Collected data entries
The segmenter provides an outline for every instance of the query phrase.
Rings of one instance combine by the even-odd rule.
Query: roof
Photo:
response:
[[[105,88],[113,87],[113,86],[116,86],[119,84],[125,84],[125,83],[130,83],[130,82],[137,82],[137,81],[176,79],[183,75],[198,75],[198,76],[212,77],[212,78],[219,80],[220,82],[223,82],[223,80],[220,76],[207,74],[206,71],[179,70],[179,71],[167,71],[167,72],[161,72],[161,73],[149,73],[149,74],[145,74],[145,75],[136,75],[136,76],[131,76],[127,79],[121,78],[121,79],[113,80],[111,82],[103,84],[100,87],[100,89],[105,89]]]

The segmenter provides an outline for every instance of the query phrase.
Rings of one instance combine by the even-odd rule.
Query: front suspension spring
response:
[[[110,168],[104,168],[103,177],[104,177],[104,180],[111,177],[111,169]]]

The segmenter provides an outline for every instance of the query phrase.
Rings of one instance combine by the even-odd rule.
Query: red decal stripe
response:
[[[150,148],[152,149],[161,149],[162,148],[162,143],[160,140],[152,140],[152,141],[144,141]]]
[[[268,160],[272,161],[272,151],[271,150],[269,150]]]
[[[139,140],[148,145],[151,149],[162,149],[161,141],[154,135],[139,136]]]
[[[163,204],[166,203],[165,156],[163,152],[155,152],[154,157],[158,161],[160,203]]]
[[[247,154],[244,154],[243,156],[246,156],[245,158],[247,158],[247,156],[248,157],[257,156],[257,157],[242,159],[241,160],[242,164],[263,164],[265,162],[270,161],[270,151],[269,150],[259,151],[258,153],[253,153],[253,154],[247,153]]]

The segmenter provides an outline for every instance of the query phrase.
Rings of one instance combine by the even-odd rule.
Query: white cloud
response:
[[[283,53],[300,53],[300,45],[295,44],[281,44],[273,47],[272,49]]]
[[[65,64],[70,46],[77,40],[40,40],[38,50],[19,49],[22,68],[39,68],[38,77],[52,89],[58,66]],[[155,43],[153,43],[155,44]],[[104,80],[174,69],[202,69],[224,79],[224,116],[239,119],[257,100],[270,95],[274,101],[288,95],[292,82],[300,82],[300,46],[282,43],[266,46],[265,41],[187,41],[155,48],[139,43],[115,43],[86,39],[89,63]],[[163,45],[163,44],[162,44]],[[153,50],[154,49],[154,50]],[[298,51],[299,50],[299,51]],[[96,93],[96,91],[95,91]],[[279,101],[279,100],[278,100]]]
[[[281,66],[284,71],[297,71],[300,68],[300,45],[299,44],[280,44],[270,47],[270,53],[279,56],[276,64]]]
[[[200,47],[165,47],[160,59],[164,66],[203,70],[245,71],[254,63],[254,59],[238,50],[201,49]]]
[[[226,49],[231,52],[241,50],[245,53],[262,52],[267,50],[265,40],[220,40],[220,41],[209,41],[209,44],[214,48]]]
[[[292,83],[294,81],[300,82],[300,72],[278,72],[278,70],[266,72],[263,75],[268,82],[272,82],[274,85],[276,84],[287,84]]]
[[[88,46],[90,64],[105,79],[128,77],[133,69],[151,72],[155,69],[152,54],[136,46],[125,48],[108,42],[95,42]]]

> _Exercise directions_: Top to bottom, set down the entries above word for word.

> _Your response_:
The segmenter provides an outline for every instance of the query phrase.
Rings of one instance combine by the even-odd rule.
Query: roof
Photo:
response:
[[[105,88],[113,87],[113,86],[116,86],[119,84],[125,84],[125,83],[130,83],[130,82],[137,82],[137,81],[176,79],[183,75],[198,75],[198,76],[212,77],[212,78],[219,80],[220,82],[223,82],[223,80],[220,76],[207,74],[206,71],[179,70],[179,71],[167,71],[167,72],[161,72],[161,73],[149,73],[149,74],[145,74],[145,75],[136,75],[136,76],[131,76],[127,79],[121,78],[121,79],[113,80],[111,82],[103,84],[100,87],[100,89],[105,89]]]

The segmenter provides an outline for every instance of the query phrase.
Rings of one instance combine by the even-odd rule.
Query: front suspension spring
response:
[[[110,168],[104,168],[103,177],[104,177],[104,180],[111,177],[111,169]]]

The segmenter provides an outline for every instance of the query phrase.
Rings of one instance combine by the even-odd rule.
Query: red decal stripe
response:
[[[150,148],[152,149],[161,149],[162,148],[162,143],[160,140],[152,140],[152,141],[144,141]]]
[[[268,160],[272,161],[272,151],[271,150],[269,150]]]
[[[139,140],[148,145],[151,149],[162,149],[161,141],[154,135],[139,136]]]
[[[163,204],[166,203],[165,156],[163,152],[155,152],[154,157],[158,161],[160,203]]]
[[[247,154],[244,154],[243,156],[246,156],[245,158],[247,158],[247,156],[248,157],[257,156],[257,157],[242,159],[241,160],[242,164],[263,164],[265,162],[270,161],[270,151],[269,150],[259,151],[258,153],[253,153],[253,154],[247,153]]]

The segmenter provides an outline for every instance of the query phrase.
Rings of one instance combine by the even-odd rule.
Query: white cloud
response:
[[[283,53],[300,53],[300,45],[295,44],[281,44],[273,47],[272,49]]]
[[[65,64],[70,46],[77,40],[40,40],[38,50],[19,49],[22,68],[39,68],[38,77],[52,89],[58,66]],[[155,43],[153,43],[155,44]],[[104,80],[174,69],[202,69],[224,79],[224,116],[239,119],[257,100],[270,95],[274,101],[288,95],[292,82],[300,82],[300,46],[282,43],[266,46],[265,41],[187,41],[155,48],[139,43],[115,43],[86,39],[89,63]],[[163,45],[163,44],[162,44]],[[153,50],[154,49],[154,50]],[[298,51],[299,50],[299,51]],[[96,93],[96,91],[95,91]],[[279,101],[279,100],[278,100]]]
[[[281,66],[284,71],[297,71],[300,68],[300,45],[299,44],[280,44],[270,47],[270,53],[279,56],[276,64]]]
[[[200,47],[165,47],[160,59],[164,66],[203,70],[245,71],[254,63],[254,59],[238,50],[201,49]]]
[[[226,49],[231,52],[241,50],[245,53],[262,52],[267,50],[265,40],[220,40],[220,41],[209,41],[209,44],[214,48]]]
[[[292,83],[294,81],[300,82],[300,72],[278,72],[278,70],[266,72],[263,75],[268,82],[272,82],[274,85],[276,84],[287,84]]]
[[[88,46],[90,64],[105,79],[128,77],[133,69],[151,72],[155,69],[152,54],[136,46],[125,48],[108,42],[95,42]]]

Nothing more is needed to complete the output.